___ Data to process

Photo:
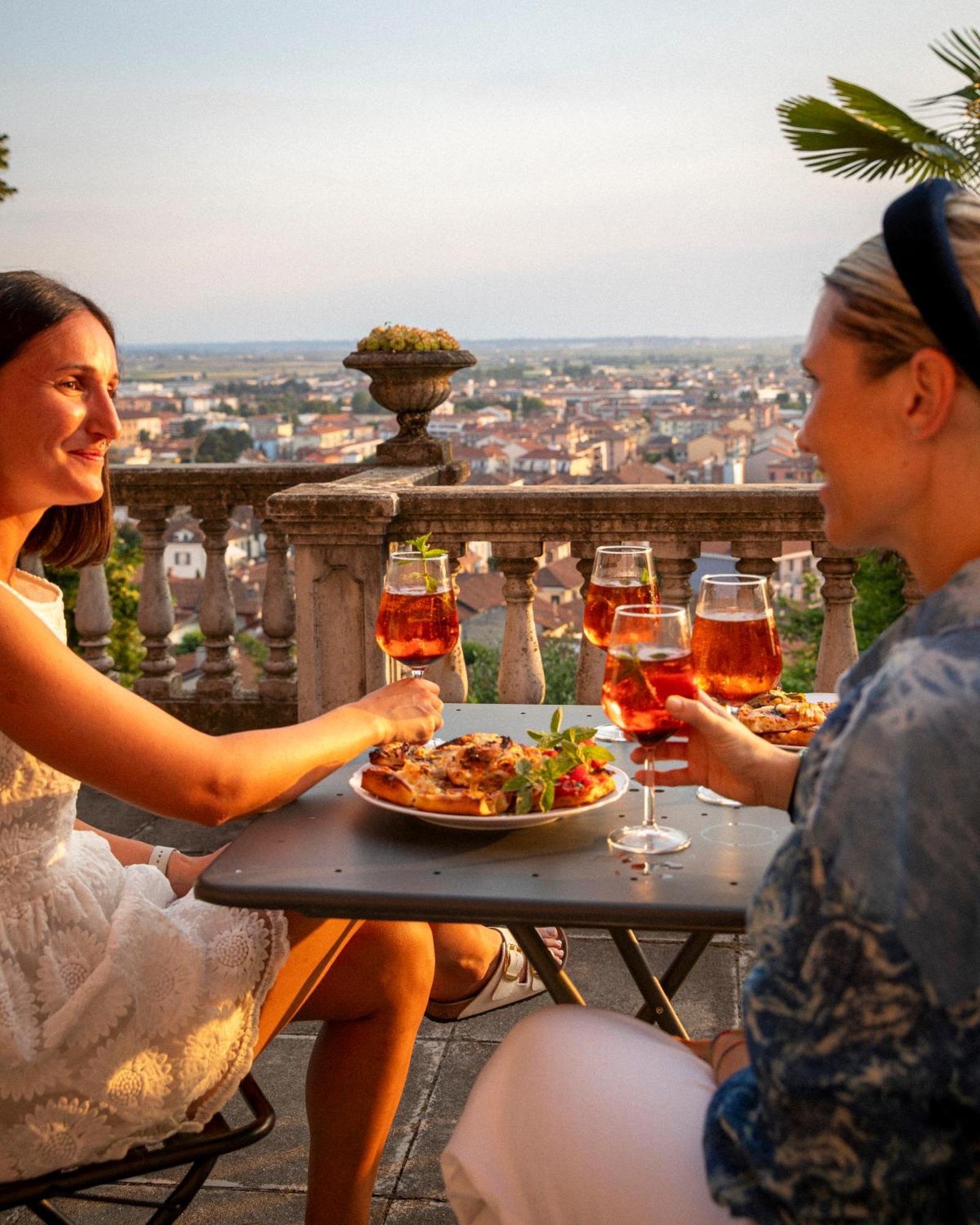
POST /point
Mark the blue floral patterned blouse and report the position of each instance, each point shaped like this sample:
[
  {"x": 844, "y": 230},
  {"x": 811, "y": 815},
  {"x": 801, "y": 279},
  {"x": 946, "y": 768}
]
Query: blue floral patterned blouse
[{"x": 863, "y": 1012}]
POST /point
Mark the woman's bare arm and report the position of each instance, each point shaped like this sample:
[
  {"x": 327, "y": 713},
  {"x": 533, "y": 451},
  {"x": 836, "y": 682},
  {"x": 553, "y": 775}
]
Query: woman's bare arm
[{"x": 61, "y": 710}]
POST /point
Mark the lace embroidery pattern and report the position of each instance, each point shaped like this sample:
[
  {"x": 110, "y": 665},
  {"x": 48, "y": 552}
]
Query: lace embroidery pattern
[{"x": 121, "y": 1006}]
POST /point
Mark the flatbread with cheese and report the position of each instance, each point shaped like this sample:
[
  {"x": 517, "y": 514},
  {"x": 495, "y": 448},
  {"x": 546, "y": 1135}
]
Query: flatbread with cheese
[
  {"x": 466, "y": 776},
  {"x": 785, "y": 718}
]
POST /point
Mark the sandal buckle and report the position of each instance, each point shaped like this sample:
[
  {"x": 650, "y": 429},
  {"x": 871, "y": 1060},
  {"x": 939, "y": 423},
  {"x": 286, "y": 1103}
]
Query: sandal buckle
[{"x": 510, "y": 957}]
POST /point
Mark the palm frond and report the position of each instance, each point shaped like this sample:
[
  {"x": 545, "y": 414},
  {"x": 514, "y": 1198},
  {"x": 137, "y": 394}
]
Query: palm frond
[
  {"x": 961, "y": 51},
  {"x": 6, "y": 189},
  {"x": 872, "y": 107},
  {"x": 836, "y": 141}
]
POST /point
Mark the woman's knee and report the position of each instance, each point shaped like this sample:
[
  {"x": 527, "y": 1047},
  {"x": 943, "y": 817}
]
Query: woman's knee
[{"x": 401, "y": 956}]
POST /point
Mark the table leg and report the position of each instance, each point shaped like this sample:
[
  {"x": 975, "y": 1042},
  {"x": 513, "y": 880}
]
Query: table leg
[
  {"x": 685, "y": 961},
  {"x": 560, "y": 987},
  {"x": 658, "y": 1006}
]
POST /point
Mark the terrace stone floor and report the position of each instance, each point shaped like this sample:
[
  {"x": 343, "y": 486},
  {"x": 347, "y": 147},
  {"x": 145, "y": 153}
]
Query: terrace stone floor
[{"x": 266, "y": 1185}]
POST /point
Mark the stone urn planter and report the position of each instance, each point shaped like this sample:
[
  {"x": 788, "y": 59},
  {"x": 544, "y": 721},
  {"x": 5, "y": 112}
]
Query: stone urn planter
[{"x": 412, "y": 385}]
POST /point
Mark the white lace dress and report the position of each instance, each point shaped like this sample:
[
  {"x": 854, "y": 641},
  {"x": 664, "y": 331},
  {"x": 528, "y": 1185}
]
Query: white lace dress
[{"x": 121, "y": 1006}]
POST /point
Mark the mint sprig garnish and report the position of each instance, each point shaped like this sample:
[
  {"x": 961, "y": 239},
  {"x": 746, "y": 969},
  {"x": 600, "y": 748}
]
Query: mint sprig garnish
[
  {"x": 538, "y": 783},
  {"x": 421, "y": 545}
]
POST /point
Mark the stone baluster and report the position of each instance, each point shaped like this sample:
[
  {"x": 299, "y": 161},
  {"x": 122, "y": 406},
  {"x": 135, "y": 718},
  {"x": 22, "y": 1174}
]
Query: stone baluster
[
  {"x": 676, "y": 563},
  {"x": 450, "y": 673},
  {"x": 839, "y": 645},
  {"x": 279, "y": 679},
  {"x": 912, "y": 592},
  {"x": 217, "y": 613},
  {"x": 758, "y": 558},
  {"x": 155, "y": 617},
  {"x": 339, "y": 657},
  {"x": 521, "y": 677},
  {"x": 589, "y": 678},
  {"x": 94, "y": 619}
]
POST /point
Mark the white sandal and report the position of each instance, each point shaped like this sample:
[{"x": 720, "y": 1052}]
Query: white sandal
[{"x": 513, "y": 982}]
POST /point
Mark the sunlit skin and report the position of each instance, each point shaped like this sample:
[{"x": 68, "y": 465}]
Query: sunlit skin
[
  {"x": 900, "y": 454},
  {"x": 901, "y": 464},
  {"x": 57, "y": 422}
]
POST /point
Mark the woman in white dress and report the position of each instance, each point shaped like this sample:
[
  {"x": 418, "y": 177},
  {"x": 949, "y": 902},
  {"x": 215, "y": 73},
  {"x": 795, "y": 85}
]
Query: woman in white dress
[{"x": 129, "y": 1011}]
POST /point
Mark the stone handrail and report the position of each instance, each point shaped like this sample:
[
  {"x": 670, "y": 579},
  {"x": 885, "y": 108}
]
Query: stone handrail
[{"x": 342, "y": 536}]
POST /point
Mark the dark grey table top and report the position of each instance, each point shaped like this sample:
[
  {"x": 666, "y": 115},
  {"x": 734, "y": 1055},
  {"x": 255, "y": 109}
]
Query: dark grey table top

______

> _To do_
The complete listing must be transcribed verbatim, and all pictures are to be omitted.

> _Result for this exercise_
Photo:
POST /point
Mark the blue floral patterned blouse and report the position of each instance, each point shaped like this sample:
[
  {"x": 844, "y": 230},
  {"x": 811, "y": 815},
  {"x": 801, "y": 279},
  {"x": 946, "y": 768}
]
Query: blue floral patterned blouse
[{"x": 863, "y": 1012}]
POST /point
Mark the woman's bare arm and report the position of each instance, each point shaped like this sample:
[
  {"x": 327, "y": 713},
  {"x": 533, "y": 451},
  {"x": 836, "y": 682},
  {"x": 553, "y": 775}
]
Query: woman's bare arm
[{"x": 61, "y": 710}]
POST /point
Mark the lace embroidery pattern and report the position of each instance, each point shaped like this sample:
[
  {"x": 110, "y": 665},
  {"x": 48, "y": 552}
]
Query: lace embroidery pattern
[{"x": 121, "y": 1006}]
POST /point
Mark the flatbread with cheese and report the position of each instance, each point shaped like this sample:
[
  {"x": 517, "y": 514},
  {"x": 495, "y": 448},
  {"x": 546, "y": 1135}
]
Query: flatbread with cheese
[
  {"x": 466, "y": 776},
  {"x": 785, "y": 718}
]
POST /point
Mark the sandal buckle and report the position of each instance, each point shaped like this sample:
[
  {"x": 650, "y": 429},
  {"x": 871, "y": 1060},
  {"x": 939, "y": 423},
  {"x": 286, "y": 1103}
]
Query: sandal buckle
[{"x": 510, "y": 957}]
POST /point
Mark the palm frond and report the position of each instance, each point shaped like this sample:
[
  {"x": 545, "y": 414},
  {"x": 514, "y": 1198},
  {"x": 137, "y": 394}
]
Query: palm frond
[
  {"x": 961, "y": 51},
  {"x": 6, "y": 189},
  {"x": 872, "y": 107},
  {"x": 836, "y": 141}
]
POST /point
Mark the woman's knee and report the position of each instance, each point shaped like this sample:
[
  {"x": 527, "y": 1047},
  {"x": 943, "y": 817}
]
Query: woman's knee
[{"x": 401, "y": 956}]
POST /point
Mark the table leg and report the position of each instance, each point shaped like this sample:
[
  {"x": 975, "y": 1042},
  {"x": 513, "y": 880}
]
Query: table leg
[
  {"x": 685, "y": 961},
  {"x": 560, "y": 987},
  {"x": 658, "y": 1006}
]
POST /point
Mark the terrace stone floor and report the position of each instance, each point shaped like this sample:
[
  {"x": 343, "y": 486},
  {"x": 347, "y": 147},
  {"x": 145, "y": 153}
]
Query: terrace stone floor
[{"x": 266, "y": 1185}]
POST /point
Mark the stone urn planter and report the position of each instance, each point shaped like this sample:
[
  {"x": 788, "y": 59},
  {"x": 544, "y": 721},
  {"x": 5, "y": 112}
]
Query: stone urn planter
[{"x": 412, "y": 385}]
POST /point
Mark the white lace dress and report the position of each instance, each point shaped like this sample:
[
  {"x": 854, "y": 641},
  {"x": 664, "y": 331},
  {"x": 528, "y": 1185}
]
Query: white lace dress
[{"x": 121, "y": 1006}]
POST /point
Mark the mint sprig garnish and report the position of each instance, each point shaped like this sample:
[
  {"x": 961, "y": 239},
  {"x": 746, "y": 969},
  {"x": 600, "y": 748}
]
Query: mint sprig garnish
[
  {"x": 538, "y": 783},
  {"x": 421, "y": 545}
]
POST /point
Mark the stone baluster and report the position of each instance, each point shaped like this sample:
[
  {"x": 299, "y": 161},
  {"x": 122, "y": 406},
  {"x": 135, "y": 718},
  {"x": 22, "y": 1174}
]
Query: stone baluster
[
  {"x": 676, "y": 563},
  {"x": 450, "y": 673},
  {"x": 839, "y": 645},
  {"x": 279, "y": 679},
  {"x": 912, "y": 592},
  {"x": 217, "y": 613},
  {"x": 758, "y": 558},
  {"x": 155, "y": 617},
  {"x": 339, "y": 657},
  {"x": 521, "y": 677},
  {"x": 589, "y": 678},
  {"x": 94, "y": 619}
]
POST /point
Mark the white sandal and report the position of each instance, each point shaped like this sample:
[{"x": 720, "y": 1052}]
Query: white sandal
[{"x": 513, "y": 982}]
POST /point
Mark the sunlit skin and report the position of each instance, each point shaped like this sample:
[{"x": 68, "y": 465}]
Query: sunlit skin
[
  {"x": 900, "y": 454},
  {"x": 901, "y": 464},
  {"x": 57, "y": 422}
]
POST /point
Mark the woman in white dress and report the position of each instance, each point shaped like this sample:
[
  {"x": 418, "y": 177},
  {"x": 949, "y": 902},
  {"x": 215, "y": 73},
  {"x": 795, "y": 85}
]
Query: woman in white dress
[{"x": 129, "y": 1011}]
POST /point
Mark the stone handrail and report the position of each instance, each point shaped like this sample:
[
  {"x": 670, "y": 579},
  {"x": 885, "y": 108}
]
Query: stone handrail
[{"x": 342, "y": 536}]
POST /point
Mark the dark grey table top and report the position of each instance, each point shaped like this sample:
[
  {"x": 666, "y": 115},
  {"x": 734, "y": 1055},
  {"x": 255, "y": 109}
]
Query: dark grey table top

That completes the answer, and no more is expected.